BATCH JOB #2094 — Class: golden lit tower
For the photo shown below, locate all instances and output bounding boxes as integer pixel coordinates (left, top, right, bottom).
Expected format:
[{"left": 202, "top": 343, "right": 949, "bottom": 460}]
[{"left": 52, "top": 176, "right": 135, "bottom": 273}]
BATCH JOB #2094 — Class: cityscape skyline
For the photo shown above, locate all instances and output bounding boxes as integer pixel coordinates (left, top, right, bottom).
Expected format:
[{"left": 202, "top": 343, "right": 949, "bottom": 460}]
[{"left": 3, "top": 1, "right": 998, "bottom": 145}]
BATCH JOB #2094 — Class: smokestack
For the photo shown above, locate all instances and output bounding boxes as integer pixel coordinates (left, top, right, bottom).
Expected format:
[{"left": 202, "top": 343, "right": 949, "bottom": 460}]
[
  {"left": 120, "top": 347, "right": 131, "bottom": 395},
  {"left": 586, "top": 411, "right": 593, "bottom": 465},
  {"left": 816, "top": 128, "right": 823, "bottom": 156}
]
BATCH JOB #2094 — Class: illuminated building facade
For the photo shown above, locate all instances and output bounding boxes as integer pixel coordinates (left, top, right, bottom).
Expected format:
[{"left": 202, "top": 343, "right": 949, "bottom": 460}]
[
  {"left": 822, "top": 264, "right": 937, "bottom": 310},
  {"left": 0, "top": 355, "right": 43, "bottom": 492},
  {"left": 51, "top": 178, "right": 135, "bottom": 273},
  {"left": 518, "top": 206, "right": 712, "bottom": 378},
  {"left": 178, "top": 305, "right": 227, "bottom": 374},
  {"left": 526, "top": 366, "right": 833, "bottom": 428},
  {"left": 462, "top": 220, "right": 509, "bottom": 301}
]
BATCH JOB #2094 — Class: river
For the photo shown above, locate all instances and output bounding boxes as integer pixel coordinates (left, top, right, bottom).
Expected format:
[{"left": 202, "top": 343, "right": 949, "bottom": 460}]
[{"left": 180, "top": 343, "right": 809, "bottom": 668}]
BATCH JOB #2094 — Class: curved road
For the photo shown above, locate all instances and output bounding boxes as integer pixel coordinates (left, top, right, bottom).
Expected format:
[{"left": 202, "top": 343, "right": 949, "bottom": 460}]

**Instructions for the task**
Output all of the material exactly as written.

**Your response**
BATCH JOB #2094 — Class: golden lit tower
For the photo shown below, locate all instances and output bounding boxes as integer pixel coordinates (left, top, right, bottom).
Expected format:
[{"left": 202, "top": 343, "right": 949, "bottom": 460}]
[{"left": 52, "top": 176, "right": 135, "bottom": 273}]
BATCH JOB #2094 — Class: cityscape skyline
For the photo shown above, locate all instances and output bounding boxes as integer pixel coordinates (left, top, right, bottom).
Expected format:
[{"left": 202, "top": 343, "right": 949, "bottom": 460}]
[{"left": 3, "top": 1, "right": 998, "bottom": 145}]
BATCH JOB #2094 — Class: smokestack
For the photo shown above, locate all instances and output bounding boxes as integer pixel coordinates (left, top, right, bottom).
Expected format:
[{"left": 202, "top": 343, "right": 949, "bottom": 460}]
[
  {"left": 120, "top": 347, "right": 131, "bottom": 395},
  {"left": 586, "top": 411, "right": 593, "bottom": 465},
  {"left": 816, "top": 128, "right": 823, "bottom": 156}
]
BATCH JOB #2094 — Class: illuminated building facade
For the photo shown above, locate all instances and output bounding boxes as integer pixel coordinates (left, top, right, bottom).
Expected format:
[{"left": 202, "top": 343, "right": 949, "bottom": 460}]
[
  {"left": 822, "top": 264, "right": 937, "bottom": 310},
  {"left": 0, "top": 355, "right": 43, "bottom": 492},
  {"left": 51, "top": 178, "right": 135, "bottom": 273},
  {"left": 518, "top": 206, "right": 712, "bottom": 378},
  {"left": 178, "top": 305, "right": 227, "bottom": 374},
  {"left": 526, "top": 366, "right": 833, "bottom": 428},
  {"left": 462, "top": 220, "right": 509, "bottom": 301}
]
BATCH JOB #2094 — Class: river
For the photo shown above, locate all instances and output bounding boxes as integer pixel coordinates (left, top, right, bottom).
Expected format:
[{"left": 202, "top": 343, "right": 949, "bottom": 460}]
[{"left": 180, "top": 343, "right": 809, "bottom": 668}]
BATCH JOB #2094 — Class: curved road
For the photo shown above, locate all instances and output bounding boxes as integer pixel coordinates (left, top, right, bottom).
Expected format:
[{"left": 202, "top": 343, "right": 949, "bottom": 460}]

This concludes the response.